---------- Records supplied ----------

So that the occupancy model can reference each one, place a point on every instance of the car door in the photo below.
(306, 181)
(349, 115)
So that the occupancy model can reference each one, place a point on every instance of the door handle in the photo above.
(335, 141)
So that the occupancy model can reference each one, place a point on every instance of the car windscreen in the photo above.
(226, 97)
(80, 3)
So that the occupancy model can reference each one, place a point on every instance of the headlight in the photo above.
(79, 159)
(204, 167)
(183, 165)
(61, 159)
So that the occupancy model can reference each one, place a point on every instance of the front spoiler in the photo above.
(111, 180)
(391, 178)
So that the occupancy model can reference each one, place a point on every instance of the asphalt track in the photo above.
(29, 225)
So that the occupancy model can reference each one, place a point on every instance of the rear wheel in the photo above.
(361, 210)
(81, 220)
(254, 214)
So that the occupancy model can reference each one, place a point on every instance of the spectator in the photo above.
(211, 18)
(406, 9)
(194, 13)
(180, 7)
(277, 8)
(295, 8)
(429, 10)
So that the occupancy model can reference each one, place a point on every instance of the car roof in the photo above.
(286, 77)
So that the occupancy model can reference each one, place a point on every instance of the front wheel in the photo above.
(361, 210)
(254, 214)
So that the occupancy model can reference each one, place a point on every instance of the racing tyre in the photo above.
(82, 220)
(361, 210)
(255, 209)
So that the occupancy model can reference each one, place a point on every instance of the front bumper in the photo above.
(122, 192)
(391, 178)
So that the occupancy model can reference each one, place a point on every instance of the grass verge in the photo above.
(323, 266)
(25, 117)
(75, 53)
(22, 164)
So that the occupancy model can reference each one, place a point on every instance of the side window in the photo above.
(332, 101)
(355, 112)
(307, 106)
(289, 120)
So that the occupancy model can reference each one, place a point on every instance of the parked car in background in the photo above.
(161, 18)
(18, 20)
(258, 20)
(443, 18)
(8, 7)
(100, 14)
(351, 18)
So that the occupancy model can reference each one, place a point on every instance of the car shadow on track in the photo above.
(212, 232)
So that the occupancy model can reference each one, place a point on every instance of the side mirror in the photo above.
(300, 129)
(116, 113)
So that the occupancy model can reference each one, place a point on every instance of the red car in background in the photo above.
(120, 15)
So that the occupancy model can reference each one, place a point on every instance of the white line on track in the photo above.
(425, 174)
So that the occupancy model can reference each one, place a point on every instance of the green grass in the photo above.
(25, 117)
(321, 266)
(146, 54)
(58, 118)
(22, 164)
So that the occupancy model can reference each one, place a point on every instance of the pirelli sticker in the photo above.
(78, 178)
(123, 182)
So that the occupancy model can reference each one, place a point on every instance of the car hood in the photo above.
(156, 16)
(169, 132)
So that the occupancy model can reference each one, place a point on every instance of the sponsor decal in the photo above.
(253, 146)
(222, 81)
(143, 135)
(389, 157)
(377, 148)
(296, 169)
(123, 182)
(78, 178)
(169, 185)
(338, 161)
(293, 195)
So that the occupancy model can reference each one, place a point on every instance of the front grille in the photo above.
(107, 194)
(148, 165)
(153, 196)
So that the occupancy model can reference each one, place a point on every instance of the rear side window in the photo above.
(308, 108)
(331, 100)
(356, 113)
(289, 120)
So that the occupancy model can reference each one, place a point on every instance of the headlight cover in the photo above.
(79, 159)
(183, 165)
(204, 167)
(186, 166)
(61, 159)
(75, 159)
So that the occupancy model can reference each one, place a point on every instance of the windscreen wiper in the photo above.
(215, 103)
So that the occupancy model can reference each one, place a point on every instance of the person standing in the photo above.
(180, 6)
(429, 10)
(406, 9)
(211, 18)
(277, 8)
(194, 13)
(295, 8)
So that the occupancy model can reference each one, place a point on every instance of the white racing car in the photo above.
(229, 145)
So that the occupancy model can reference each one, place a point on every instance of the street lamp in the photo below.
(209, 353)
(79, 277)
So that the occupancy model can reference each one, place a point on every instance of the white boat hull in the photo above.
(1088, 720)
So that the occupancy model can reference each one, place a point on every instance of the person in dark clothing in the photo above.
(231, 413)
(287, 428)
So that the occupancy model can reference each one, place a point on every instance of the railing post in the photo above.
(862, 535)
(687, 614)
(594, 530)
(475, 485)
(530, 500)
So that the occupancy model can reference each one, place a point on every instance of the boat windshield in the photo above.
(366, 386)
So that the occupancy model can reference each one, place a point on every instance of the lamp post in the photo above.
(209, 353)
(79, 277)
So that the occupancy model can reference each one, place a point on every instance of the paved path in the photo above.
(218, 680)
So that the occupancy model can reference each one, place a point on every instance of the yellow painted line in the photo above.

----------

## Task instructions
Scale the rows that begin at the line containing "path in the photo above." and run through the end of the rows. Reproduce those lines, requests included, with every point coordinate in the answers multiplied by 2.6 and rounded to the nearest whole number, halves rounded up.

## Task response
So that the occupancy model can reference each one, place a point on every instance of the paved path in the photo above.
(567, 1768)
So that the occupancy model can reference each one, place a point on every instance of the yellow painted line in the photo above.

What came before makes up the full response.